Lines of data

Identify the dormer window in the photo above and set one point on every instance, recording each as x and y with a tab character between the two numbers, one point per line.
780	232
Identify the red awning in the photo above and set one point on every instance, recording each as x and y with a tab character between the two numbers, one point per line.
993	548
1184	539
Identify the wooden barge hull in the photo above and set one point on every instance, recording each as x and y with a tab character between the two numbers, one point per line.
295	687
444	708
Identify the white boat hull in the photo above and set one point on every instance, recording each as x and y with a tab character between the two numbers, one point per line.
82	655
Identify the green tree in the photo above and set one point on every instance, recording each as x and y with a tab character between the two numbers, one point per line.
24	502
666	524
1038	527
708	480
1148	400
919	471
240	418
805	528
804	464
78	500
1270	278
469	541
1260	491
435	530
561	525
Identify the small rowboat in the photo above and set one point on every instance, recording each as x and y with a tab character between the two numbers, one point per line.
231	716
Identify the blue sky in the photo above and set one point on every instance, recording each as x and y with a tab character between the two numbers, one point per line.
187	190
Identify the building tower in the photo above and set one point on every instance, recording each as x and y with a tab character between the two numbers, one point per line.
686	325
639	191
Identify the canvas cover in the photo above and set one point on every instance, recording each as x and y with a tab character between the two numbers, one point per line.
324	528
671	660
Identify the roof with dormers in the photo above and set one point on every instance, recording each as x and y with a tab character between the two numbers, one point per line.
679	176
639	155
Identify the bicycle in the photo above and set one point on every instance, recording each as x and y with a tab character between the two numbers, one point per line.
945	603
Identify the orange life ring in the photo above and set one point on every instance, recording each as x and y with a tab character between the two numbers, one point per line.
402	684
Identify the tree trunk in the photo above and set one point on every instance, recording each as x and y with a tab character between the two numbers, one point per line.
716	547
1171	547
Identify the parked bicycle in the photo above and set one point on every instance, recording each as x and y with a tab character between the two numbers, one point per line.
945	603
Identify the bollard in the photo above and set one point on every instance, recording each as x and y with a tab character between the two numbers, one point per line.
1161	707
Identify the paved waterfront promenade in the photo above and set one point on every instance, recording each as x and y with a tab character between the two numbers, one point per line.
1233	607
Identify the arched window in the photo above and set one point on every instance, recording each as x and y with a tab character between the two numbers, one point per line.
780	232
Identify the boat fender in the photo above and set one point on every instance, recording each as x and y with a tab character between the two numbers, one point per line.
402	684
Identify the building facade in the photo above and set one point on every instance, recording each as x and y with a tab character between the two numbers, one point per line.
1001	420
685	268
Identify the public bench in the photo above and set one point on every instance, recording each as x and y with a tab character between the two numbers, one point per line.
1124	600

### SHORT EXERCISE
Can you recast every line of the records above as a JSON list of strings, with one string per line and blank lines left out?

### RESULT OF THE TASK
[
  "Identify the dormer window in the photo above and set one point on every instance, recording each as x and y with a tab character between the two numbers, one point per line.",
  "780\t232",
  "Identify the red awning in the photo above and set one point on every instance, recording each as x and y with a tab character between the two numbers, one point per line.",
  "993\t548",
  "1184\t539",
  "Identify the wooden barge hull in the photo above and set one point on every instance, recording each as x and y with a tab character between the two numbers, one point per line.",
  "295\t687",
  "444\t708",
  "Identify the white boat hull in the photo above and set one point on every instance, recording each as x and y with a tab character between the two numbers, one point per line.",
  "82\t655",
  "Identify the green tree in the photo above and set one point on every instance, recording each as x and y with a tab character between the two numbers, one point per line.",
  "24\t502",
  "666\t524",
  "1038\t527",
  "708\t480",
  "1148\t400",
  "919\t471",
  "240\t418",
  "805\t528",
  "804\t464",
  "78\t500",
  "1270\t278",
  "469\t541",
  "1260\t491",
  "435\t530",
  "561\t525",
  "Identify the small rowboat in the photo above and set one point on every instance, recording each as x and y with a tab character between the two numbers, one point per line.",
  "231\t716",
  "Identify the blue sky in the photo above and set one point on every instance, recording each as x and y with a tab character between the two numbers, one point per line.",
  "187\t190",
  "Identify the building tower in the photo above and set one point on every instance, recording each as x and y with a tab character between the two numbers, one point per line.",
  "686\t325",
  "639\t191",
  "Identify the canvas cover in the photo above and set one point on every instance, recording each as x and y with a tab character between the two numbers, one point per line.",
  "324\t528",
  "671\t660",
  "Identify the roof with dormers in the photo above and set one point on every instance, recording each as x and y with a tab character between the two numbers, one point per line.",
  "679\t176",
  "639\t155",
  "Identify the bicycle in the photo above and set one point on every instance, recording each as x and y with a tab character between the two numbers, one point per line.",
  "945\t603",
  "Identify the orange life ring in the photo above and set one point on every instance, recording each as x and y with a tab character between the two numbers, one point per line.",
  "402\t684",
  "Identify the tree trunk in the photo above and set one point on every instance, recording each as x and y with a tab character between the two numbers, one point per line.",
  "716\t547",
  "1171\t547",
  "Identify the parked bicycle in the photo above and set one point on every instance, recording each as x and y with a tab character between the two numbers, one point per line.",
  "945\t603",
  "Identify the bollard in the photo above and set one point on every instance, recording each as x and y with a tab character between the two numbers, one point per line.",
  "1161\t707",
  "Identify the paved waterfront promenade in the photo above and set one point on every instance, recording each as x and y with a tab character between the two numbers, one point per line.",
  "1233\t607",
  "Identify the arched window in the photo above and set one point on every instance, recording each as x and y with a tab character between the two numbers, one point per line.",
  "780\t232",
  "Identify the boat fender in the photo above and set one point on every instance, recording each as x and y with a tab character between the two numbers, one point per line.",
  "402\t684",
  "Identify the building facade in the photo above and set one point on every instance, recording each as x and y with a tab character between the two numbers, one point per line.",
  "1001\t420",
  "685\t268",
  "Identify the public bench in the photo above and set one point on every instance, recording each as x and y with a tab character between the two numbers, one point per line.",
  "1124\t600"
]